All records are to be retyped faithfully and completely.

▸ INPUT FOR THIS TASK:
□ □ □ □

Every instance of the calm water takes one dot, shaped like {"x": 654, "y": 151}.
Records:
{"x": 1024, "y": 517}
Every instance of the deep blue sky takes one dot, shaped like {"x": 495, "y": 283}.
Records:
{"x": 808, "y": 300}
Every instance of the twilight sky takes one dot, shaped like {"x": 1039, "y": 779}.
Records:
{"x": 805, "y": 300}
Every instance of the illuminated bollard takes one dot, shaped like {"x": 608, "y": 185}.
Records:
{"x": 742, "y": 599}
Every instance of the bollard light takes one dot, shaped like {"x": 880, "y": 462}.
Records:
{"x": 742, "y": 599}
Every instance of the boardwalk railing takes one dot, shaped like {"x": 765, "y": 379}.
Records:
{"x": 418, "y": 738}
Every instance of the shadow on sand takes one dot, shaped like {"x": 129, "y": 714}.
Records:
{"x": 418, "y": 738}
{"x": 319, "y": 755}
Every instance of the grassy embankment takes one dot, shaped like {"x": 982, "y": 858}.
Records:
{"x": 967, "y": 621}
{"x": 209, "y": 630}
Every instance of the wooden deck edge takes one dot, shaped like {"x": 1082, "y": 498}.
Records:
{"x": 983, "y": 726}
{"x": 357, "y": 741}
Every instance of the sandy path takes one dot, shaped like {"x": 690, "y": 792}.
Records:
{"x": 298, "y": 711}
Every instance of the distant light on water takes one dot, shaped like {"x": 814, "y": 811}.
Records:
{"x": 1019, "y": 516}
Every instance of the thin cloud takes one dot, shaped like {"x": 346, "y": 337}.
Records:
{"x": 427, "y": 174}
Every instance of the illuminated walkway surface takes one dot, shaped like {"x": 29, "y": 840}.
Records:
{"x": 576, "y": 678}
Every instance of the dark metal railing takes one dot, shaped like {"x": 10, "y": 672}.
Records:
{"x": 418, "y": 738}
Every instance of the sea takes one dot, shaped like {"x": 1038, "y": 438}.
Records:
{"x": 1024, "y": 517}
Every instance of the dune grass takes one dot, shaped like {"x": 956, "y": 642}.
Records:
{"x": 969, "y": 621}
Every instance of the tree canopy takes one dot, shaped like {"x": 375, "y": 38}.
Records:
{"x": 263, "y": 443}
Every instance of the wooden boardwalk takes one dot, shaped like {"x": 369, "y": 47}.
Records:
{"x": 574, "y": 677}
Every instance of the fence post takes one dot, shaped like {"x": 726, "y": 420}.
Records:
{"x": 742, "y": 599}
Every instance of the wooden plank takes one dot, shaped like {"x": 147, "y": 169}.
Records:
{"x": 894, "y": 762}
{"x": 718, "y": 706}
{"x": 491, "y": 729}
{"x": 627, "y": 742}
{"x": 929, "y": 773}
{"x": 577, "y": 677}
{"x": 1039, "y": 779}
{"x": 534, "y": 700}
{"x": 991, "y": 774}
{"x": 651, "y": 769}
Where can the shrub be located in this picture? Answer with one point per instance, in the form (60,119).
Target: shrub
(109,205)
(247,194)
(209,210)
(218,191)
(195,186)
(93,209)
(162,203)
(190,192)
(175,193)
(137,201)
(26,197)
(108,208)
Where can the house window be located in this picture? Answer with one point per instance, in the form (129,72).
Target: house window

□ □ □ □

▸ PROBLEM SOLUTION:
Every instance of the calm water takes one dot, shaped like {"x": 654, "y": 151}.
Records:
{"x": 1024, "y": 517}
Every instance of the deep blue sky takes one dot, shaped like {"x": 495, "y": 283}.
Records:
{"x": 808, "y": 300}
Every instance of the twilight sky takes one dot, shaped like {"x": 1039, "y": 779}.
Records:
{"x": 805, "y": 300}
Every instance of the illuminated bollard takes one dot, shaped like {"x": 608, "y": 185}.
Records:
{"x": 742, "y": 599}
Every instance of the bollard light takes one dot, shaped like {"x": 880, "y": 462}.
Records:
{"x": 742, "y": 599}
Every instance of the boardwalk railing takes one dot, shaped like {"x": 765, "y": 379}.
Records:
{"x": 418, "y": 738}
Every instance of the shadow on sand takes one dot, shaped like {"x": 129, "y": 714}.
Records:
{"x": 418, "y": 738}
{"x": 319, "y": 755}
Every instance of the grassy embankment takes one dot, shaped like {"x": 982, "y": 858}.
Records:
{"x": 967, "y": 621}
{"x": 209, "y": 630}
Every instance of the wooden deck edge takes one dot, shaped like {"x": 1082, "y": 498}.
Records:
{"x": 983, "y": 726}
{"x": 357, "y": 741}
Every instance of the sandy path takes one dot, shaped like {"x": 690, "y": 792}.
Records:
{"x": 298, "y": 711}
Every instance of the distant light on water takes one dot, shaped like {"x": 814, "y": 811}.
Records:
{"x": 1019, "y": 516}
Every instance of the thin cloud takes one dot, shaped like {"x": 346, "y": 337}.
Records:
{"x": 427, "y": 174}
Every instance of the illuminated walkway surface takes one dot, shaped like {"x": 29, "y": 840}.
Records:
{"x": 576, "y": 678}
Every instance of the dark metal railing takes one dot, shaped like {"x": 10, "y": 672}.
Records:
{"x": 418, "y": 738}
Every instance of the sea takes one dot, shaped like {"x": 1038, "y": 438}.
Records:
{"x": 1024, "y": 517}
Every instance of the dune grass takes one dot, shaped like {"x": 956, "y": 642}.
Records:
{"x": 969, "y": 621}
Every instance of the tree canopy takes one dot, shaped like {"x": 375, "y": 38}.
Records:
{"x": 263, "y": 443}
Every instance of the wooden boardwalk takes one dot, shaped like {"x": 369, "y": 47}.
Records:
{"x": 574, "y": 677}
Every instance of the fence post takes one dot, shaped like {"x": 726, "y": 420}.
Records:
{"x": 742, "y": 599}
Every instance of the wooden plank takes one dot, shaped like {"x": 147, "y": 169}.
Records:
{"x": 894, "y": 762}
{"x": 718, "y": 706}
{"x": 491, "y": 729}
{"x": 627, "y": 742}
{"x": 929, "y": 773}
{"x": 577, "y": 677}
{"x": 1039, "y": 779}
{"x": 534, "y": 700}
{"x": 991, "y": 774}
{"x": 651, "y": 769}
Where can the shrub be located in this picture? Answer with one point per instance, in the form (60,119).
Target: shrub
(109,205)
(247,194)
(209,210)
(218,191)
(195,186)
(93,209)
(162,203)
(190,192)
(175,193)
(137,201)
(26,197)
(108,208)
Where can the house window be located in this picture? Answer with one point per instance, in the form (129,72).
Target: house window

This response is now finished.